* [Directions] Below are the records. Restate word for word every line from the one that contains "Reviewer note: confirm one keypoint per instance of the leafy" through the final line, both included.

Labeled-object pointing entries
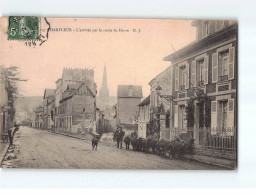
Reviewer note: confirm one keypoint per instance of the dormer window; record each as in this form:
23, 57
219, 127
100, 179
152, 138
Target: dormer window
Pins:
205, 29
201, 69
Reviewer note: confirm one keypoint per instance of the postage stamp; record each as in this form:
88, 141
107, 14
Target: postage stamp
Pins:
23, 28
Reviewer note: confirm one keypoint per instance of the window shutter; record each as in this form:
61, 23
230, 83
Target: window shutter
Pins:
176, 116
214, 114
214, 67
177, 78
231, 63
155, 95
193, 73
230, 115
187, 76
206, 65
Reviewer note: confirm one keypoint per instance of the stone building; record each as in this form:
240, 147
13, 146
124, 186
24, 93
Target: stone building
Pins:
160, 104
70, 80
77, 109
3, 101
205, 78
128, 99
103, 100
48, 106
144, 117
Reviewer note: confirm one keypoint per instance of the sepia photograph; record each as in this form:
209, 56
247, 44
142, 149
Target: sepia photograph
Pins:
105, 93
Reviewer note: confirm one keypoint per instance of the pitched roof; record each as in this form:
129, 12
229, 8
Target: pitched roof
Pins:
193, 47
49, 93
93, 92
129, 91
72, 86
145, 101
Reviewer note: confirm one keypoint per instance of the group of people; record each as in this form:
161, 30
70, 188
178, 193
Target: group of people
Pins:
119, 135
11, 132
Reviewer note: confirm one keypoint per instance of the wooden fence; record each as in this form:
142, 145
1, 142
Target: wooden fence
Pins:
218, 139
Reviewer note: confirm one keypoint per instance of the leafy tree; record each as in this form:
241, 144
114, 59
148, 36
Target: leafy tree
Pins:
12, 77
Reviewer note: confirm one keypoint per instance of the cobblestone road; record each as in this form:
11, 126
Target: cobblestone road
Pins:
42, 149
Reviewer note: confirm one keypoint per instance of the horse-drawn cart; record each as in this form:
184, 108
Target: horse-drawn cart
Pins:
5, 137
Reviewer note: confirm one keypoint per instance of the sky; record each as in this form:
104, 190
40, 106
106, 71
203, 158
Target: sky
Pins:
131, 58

* [Worked answer]
Reviewer note: confirm one keypoint per instance of the leafy tree; record each as in this form:
241, 144
114, 59
148, 36
Target: leafy tree
Pins:
12, 77
Reviewer note: confirm one keypoint per instance of the cobblestone road; record each as in this form:
11, 126
Target: cobblestone road
Pins:
42, 149
Reviewer note: confirm one keypoint per instance of the horse-drawn cart; record each as in this form:
184, 108
Target: horse-drawn cart
Pins:
5, 137
Reviewer note: confirm one keypoint per instance of the sky; record each as in this form:
104, 190
40, 106
106, 71
203, 158
Target: sky
Pins:
131, 58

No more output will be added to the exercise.